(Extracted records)
## Begin

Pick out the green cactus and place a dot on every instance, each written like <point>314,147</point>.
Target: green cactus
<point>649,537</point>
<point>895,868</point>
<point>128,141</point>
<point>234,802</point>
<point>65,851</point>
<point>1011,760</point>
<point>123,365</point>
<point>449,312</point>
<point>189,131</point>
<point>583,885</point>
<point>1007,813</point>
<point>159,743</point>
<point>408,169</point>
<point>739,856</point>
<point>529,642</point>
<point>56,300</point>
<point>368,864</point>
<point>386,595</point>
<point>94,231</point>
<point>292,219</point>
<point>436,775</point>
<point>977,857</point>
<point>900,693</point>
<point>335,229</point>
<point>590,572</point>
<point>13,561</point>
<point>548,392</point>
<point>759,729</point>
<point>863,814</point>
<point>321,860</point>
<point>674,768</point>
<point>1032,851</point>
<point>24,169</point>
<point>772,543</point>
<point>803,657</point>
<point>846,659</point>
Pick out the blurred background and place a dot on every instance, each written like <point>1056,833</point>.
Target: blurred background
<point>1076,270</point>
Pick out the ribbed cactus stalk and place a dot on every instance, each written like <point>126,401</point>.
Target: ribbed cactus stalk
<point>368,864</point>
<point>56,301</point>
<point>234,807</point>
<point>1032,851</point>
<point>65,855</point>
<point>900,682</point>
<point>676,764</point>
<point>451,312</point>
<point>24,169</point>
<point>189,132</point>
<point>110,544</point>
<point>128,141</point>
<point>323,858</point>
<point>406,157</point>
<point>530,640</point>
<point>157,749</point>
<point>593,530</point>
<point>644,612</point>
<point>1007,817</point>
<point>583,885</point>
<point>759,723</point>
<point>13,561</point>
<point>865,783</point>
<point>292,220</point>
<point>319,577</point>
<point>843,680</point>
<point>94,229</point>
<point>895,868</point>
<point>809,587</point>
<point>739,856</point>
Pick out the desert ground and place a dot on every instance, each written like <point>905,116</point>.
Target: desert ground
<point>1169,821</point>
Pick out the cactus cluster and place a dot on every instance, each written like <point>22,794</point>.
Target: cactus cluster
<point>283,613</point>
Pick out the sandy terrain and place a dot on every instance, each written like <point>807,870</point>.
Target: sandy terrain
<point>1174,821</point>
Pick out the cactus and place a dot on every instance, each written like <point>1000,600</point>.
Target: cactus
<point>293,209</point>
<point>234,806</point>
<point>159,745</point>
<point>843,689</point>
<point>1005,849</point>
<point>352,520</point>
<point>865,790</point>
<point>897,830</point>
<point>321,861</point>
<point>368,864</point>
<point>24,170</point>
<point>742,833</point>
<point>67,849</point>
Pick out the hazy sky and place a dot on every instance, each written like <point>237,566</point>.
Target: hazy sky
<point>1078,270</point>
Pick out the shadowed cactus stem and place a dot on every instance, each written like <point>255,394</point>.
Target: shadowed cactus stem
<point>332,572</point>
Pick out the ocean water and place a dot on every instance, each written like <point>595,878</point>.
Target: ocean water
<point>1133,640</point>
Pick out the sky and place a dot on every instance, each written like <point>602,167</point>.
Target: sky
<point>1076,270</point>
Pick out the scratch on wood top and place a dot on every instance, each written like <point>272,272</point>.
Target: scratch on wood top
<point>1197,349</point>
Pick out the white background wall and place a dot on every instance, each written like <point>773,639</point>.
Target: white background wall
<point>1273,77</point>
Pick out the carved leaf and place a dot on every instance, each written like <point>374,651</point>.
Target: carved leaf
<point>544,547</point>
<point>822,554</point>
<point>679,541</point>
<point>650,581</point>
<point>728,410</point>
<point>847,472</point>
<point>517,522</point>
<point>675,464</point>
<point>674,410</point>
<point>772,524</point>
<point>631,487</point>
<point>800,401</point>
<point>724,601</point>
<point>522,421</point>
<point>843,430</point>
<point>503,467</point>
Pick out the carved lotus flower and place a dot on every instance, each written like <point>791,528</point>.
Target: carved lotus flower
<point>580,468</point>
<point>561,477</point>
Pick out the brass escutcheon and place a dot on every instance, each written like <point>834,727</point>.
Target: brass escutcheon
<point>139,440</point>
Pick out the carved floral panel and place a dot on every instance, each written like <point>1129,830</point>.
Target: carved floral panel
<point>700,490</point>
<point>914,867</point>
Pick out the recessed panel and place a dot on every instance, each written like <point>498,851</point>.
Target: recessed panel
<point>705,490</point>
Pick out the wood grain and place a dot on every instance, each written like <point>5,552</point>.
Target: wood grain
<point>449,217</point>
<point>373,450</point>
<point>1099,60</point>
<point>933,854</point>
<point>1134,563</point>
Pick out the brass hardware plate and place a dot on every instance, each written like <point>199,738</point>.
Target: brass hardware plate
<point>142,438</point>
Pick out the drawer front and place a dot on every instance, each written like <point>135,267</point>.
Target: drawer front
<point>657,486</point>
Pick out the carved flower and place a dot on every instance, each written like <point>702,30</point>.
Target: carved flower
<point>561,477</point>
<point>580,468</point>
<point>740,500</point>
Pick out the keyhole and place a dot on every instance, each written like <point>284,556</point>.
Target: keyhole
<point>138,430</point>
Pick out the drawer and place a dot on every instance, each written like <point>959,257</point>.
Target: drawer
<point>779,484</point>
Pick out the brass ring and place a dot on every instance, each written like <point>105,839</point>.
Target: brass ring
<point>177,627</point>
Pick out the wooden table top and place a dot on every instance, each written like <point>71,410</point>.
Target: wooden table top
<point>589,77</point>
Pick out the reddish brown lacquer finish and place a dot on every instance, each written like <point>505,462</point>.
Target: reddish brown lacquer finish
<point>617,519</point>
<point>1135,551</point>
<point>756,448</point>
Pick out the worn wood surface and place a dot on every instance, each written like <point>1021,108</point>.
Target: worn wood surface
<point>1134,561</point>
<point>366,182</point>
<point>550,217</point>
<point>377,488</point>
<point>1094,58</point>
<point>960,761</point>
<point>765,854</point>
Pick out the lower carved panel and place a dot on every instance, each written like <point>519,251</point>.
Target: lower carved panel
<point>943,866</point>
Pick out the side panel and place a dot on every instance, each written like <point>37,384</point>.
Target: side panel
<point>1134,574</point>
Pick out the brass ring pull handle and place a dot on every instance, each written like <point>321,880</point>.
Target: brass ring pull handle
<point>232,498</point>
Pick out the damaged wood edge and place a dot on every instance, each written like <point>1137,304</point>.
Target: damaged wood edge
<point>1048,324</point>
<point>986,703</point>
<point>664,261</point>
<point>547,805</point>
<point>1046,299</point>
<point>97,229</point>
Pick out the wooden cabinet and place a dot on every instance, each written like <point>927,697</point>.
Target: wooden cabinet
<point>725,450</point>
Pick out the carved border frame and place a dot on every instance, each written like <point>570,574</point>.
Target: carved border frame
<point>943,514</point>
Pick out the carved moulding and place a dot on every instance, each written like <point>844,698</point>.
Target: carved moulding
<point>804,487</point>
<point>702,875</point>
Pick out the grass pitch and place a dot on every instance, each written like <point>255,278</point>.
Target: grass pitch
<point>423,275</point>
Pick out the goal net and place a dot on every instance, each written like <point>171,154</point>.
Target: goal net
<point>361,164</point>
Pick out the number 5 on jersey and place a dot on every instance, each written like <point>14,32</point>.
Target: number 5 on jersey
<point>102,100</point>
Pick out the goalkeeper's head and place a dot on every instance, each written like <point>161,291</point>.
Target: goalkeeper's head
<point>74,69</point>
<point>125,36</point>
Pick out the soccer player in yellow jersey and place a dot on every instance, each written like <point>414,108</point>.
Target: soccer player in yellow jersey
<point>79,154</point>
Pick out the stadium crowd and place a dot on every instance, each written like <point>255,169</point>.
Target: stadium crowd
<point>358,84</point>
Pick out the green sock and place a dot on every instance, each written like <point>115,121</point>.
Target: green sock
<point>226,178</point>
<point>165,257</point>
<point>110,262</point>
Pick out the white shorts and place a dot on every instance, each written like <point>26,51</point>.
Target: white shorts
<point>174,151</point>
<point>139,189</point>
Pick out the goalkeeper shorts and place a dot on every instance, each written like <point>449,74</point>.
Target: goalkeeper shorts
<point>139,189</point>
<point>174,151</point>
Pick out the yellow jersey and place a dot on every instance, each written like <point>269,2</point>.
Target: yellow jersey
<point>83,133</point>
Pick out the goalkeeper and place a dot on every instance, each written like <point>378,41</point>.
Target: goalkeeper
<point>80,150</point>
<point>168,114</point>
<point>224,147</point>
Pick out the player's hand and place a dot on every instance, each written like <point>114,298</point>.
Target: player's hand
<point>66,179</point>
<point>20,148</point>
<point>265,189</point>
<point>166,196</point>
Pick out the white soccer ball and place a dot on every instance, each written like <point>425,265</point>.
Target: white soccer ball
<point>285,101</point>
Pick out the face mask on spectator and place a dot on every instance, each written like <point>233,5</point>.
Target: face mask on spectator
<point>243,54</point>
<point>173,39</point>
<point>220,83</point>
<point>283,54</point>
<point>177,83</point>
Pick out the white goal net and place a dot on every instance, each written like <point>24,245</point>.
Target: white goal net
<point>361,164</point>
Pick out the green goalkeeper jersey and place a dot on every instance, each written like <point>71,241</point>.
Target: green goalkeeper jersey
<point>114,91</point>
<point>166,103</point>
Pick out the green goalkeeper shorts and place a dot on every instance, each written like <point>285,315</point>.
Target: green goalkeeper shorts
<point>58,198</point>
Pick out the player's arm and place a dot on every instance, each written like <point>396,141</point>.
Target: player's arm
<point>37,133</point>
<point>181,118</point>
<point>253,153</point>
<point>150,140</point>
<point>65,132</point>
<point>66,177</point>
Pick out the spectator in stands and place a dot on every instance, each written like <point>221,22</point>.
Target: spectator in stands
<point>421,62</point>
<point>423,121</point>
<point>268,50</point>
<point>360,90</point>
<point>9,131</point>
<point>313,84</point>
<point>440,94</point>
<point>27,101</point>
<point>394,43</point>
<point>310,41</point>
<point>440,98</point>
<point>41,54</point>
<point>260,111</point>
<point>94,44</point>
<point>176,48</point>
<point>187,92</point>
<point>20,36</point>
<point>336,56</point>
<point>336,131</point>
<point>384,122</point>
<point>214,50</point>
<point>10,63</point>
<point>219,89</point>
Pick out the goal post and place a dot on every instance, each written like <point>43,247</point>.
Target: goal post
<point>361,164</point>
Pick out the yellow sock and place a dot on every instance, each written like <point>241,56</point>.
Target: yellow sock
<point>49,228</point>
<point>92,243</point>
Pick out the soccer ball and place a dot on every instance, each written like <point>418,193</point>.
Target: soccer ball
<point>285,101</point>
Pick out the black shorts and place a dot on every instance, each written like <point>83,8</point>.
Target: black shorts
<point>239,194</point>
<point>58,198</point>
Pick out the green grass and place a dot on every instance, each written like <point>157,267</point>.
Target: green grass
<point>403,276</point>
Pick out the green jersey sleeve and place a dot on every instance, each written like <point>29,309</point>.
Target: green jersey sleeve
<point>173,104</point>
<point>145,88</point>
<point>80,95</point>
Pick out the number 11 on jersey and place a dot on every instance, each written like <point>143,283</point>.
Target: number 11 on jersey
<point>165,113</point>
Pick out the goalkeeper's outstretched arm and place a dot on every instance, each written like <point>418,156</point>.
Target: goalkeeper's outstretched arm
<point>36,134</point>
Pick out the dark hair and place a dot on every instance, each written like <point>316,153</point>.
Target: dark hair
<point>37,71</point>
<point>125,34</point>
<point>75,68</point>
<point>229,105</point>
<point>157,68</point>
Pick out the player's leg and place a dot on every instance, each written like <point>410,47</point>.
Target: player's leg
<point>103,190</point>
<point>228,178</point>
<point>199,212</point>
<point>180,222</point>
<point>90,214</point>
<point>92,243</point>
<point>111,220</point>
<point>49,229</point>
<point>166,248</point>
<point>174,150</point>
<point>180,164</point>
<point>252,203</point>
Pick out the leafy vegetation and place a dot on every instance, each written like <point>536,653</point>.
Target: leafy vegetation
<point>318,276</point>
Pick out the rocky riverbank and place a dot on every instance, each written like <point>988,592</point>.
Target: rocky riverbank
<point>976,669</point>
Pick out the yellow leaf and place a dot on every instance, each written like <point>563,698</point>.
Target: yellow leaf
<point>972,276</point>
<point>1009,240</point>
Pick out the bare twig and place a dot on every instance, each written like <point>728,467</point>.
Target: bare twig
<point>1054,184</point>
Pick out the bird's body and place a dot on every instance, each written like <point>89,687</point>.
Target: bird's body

## End

◆ PROBLEM REQUIREMENTS ◆
Reproduce word for word the part of the listing that opens with the line containing "Pick out the reddish" and closes with the line containing "<point>232,498</point>", both of those lines included.

◆ SOLVED EXERCISE ◆
Pick out the reddish brown lacquer finish and place a dot on every instance, each written like <point>505,462</point>.
Target: reddish brown lacquer finish
<point>617,519</point>
<point>1135,551</point>
<point>756,448</point>
Pick out the worn wood surface and place a dot on every instance, each written like <point>1021,108</point>.
Target: worn wood surface
<point>1134,561</point>
<point>366,182</point>
<point>550,217</point>
<point>377,488</point>
<point>1094,58</point>
<point>960,761</point>
<point>765,854</point>
Pick out the lower carved panel and place a dot on every instance, each written like <point>519,251</point>.
Target: lower carved panel
<point>943,866</point>
Pick out the side panel and place a dot on every instance, each written like <point>37,384</point>.
Target: side panel
<point>1134,574</point>
Pick out the brass ring pull handle and place a dot on every instance, each written like <point>321,880</point>.
Target: brass ring pull handle
<point>232,498</point>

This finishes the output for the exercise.